Assigned task:
Return a word-for-word copy of the complete listing below.

(Given records begins)

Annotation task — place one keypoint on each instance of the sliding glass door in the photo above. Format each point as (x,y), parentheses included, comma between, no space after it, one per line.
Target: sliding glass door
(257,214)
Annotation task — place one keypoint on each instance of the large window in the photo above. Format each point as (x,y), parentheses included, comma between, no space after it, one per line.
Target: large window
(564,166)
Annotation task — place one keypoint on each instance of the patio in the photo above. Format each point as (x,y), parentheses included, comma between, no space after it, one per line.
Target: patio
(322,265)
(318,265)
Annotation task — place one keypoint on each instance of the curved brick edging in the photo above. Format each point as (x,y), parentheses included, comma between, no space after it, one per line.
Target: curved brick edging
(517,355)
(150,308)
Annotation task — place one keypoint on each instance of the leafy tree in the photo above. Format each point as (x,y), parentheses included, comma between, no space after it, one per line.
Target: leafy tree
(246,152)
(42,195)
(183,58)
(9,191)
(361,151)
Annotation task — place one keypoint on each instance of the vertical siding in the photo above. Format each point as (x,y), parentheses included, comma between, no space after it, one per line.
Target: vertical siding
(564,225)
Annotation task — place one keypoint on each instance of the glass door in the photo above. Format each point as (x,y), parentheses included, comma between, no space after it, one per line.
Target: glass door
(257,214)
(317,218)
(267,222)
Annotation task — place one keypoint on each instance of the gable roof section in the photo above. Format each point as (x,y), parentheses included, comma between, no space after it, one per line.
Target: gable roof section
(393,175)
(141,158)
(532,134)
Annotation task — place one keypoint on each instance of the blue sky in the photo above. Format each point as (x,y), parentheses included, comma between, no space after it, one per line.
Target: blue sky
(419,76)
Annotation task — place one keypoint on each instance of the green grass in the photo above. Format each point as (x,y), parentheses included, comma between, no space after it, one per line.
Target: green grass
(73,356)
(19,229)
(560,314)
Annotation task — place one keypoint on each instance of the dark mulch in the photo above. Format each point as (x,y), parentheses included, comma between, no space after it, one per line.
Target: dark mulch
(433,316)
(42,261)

(Given records ends)

Result of the exercise:
Annotation task — place one keypoint on each instance of the sliding glass door in the photo above. Format each point as (x,y), parentheses included, comma between, no space after it, one per line.
Target: sliding glass door
(257,214)
Annotation task — place one keypoint on each instance of the large window in the photo above. Format each point as (x,y), parentheses included, comma between, no space after it, one per line.
Target: large window
(564,166)
Annotation task — place one keypoint on each instance of the patio in the photo above. Format each point as (x,y), parentheses included, comma between, no space after it, one per line.
Target: patio
(322,265)
(318,265)
Annotation task — place one keypoint on each instance of the curved brick edging in the photo above. Format each point as (x,y), parentheses included, comma between, no space after it, one per line.
Target: curved brick edging
(517,355)
(150,308)
Annotation task — place one keypoint on each instance of the leafy tree in the photo above. Format each point as (x,y), parentheses included, comma between, no space after it, one per line.
Target: leafy tree
(246,152)
(42,195)
(183,58)
(9,191)
(361,151)
Annotation task — place one keypoint on each instance of the vertical siding in the photo above. Format each point as (x,y), parentheses included, comma between, no space after it, one per line.
Target: vertical siding
(564,225)
Annotation task — place one keypoint on each instance of the glass door in the photo above. Format each point as (x,y), parentheses included, comma between, no space after it, one per line.
Target: glass door
(257,214)
(317,218)
(267,222)
Annotation task — place one keypoint on each instance of the gable roof section in the photo above. Format each point as (x,y), parentheses included, comma between, no space after it, one per line.
Target: gable roof section
(393,175)
(141,158)
(532,134)
Annotation task — place one keypoint on each instance of the blue sky in the photo above. Format each point as (x,y), parentheses included, comma between, no space after it, one per line.
Target: blue sky
(419,76)
Annotation task — place one keypoint on each instance of the green grass in the photo above. Format each point as (x,y), parentheses included, comma between, no space after it, one per line.
Target: green grass
(73,356)
(19,229)
(560,314)
Annotation task — place one keypoint on each instance of the dark mulch in the photo above. Format each point as (x,y), parentheses included, comma between, no space after it, one per line.
Target: dark mulch
(433,316)
(42,261)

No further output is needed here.